:: GOAL 1 ::
In the film review, what year did Felt reveal his identity to a magazine?
:: GOAL 2 ::
Please say whether each statement agrees with the film review, answering yes or no and quoting the deciding words: (a) Mark Felt was deputy FBI director. (b) J Edgar Hoover dies near the end of the movie. (c) The reviewer rates the film 8/10.

:: PROVIDED TEXT ::
____

This brooding drama shows how one of the world’s most famous whistle-blowers nailed a US President. (Review by Patrick Compton - 6/10)

This film’s literal, long-winded title suggests that the real name of the famous “Deep Throat” in the Watergate scandal remains hardly known.

Liam Neeson takes time off from his recent spate of vigilante thrillers to powerfully portray the role of deputy FBI director Mark Felt, the man who became the Washington Post’s key informant during the 1972/3 scandal that toppled Richard Nixon.

Far better known, of course, thanks to movies like All the President’s Men, is the role played by the Post’s two muck-raking journalists, Bob Woodward and Carl Bernstein, whose articles helped to sink Nixon following the break-in at the Democratic Party’s headquarters. In fact, it was only when Felt revealed his identity to a magazine in 2005 that his role became widely known.

Neeson gives a solemn, almost monumental performance as a man who has spent a lifetime at the FBI under the dominant J Edgar Hoover who dies shortly after the movie starts. You can almost sense Felt’s halo as writer-director Peter Landesman presents him as an FBI hero, a man who carries his integrity around with him like a suit of armour. The possibility that the White House might be trying to improperly influence the organisation in their investigation of the break-in is enough to trigger a sense of outrage in this career bureaucrat, “the G-man’s G-man”.

A more cynical observer might think that Felt’s motives for spilling the beans might also have something to do with bitterness at being passed over for the top job after Hoover’s death. We can only guess, however, as the film prefers to paint Felt in a more glowing light.

____

:: RECORDED INFORMATION ::

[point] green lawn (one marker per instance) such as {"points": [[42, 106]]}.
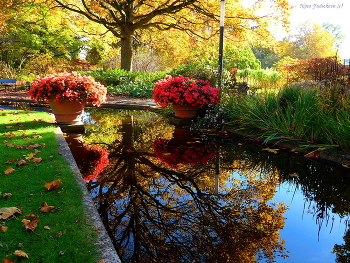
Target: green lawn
{"points": [[29, 159]]}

____

:: CORRECT RESPONSE 1 ::
2005

:: CORRECT RESPONSE 2 ::
(a) Yes: "deputy FBI director Mark Felt"
(b) No: "dies shortly after the movie starts"
(c) No: "(Review by Patrick Compton - 6/10)"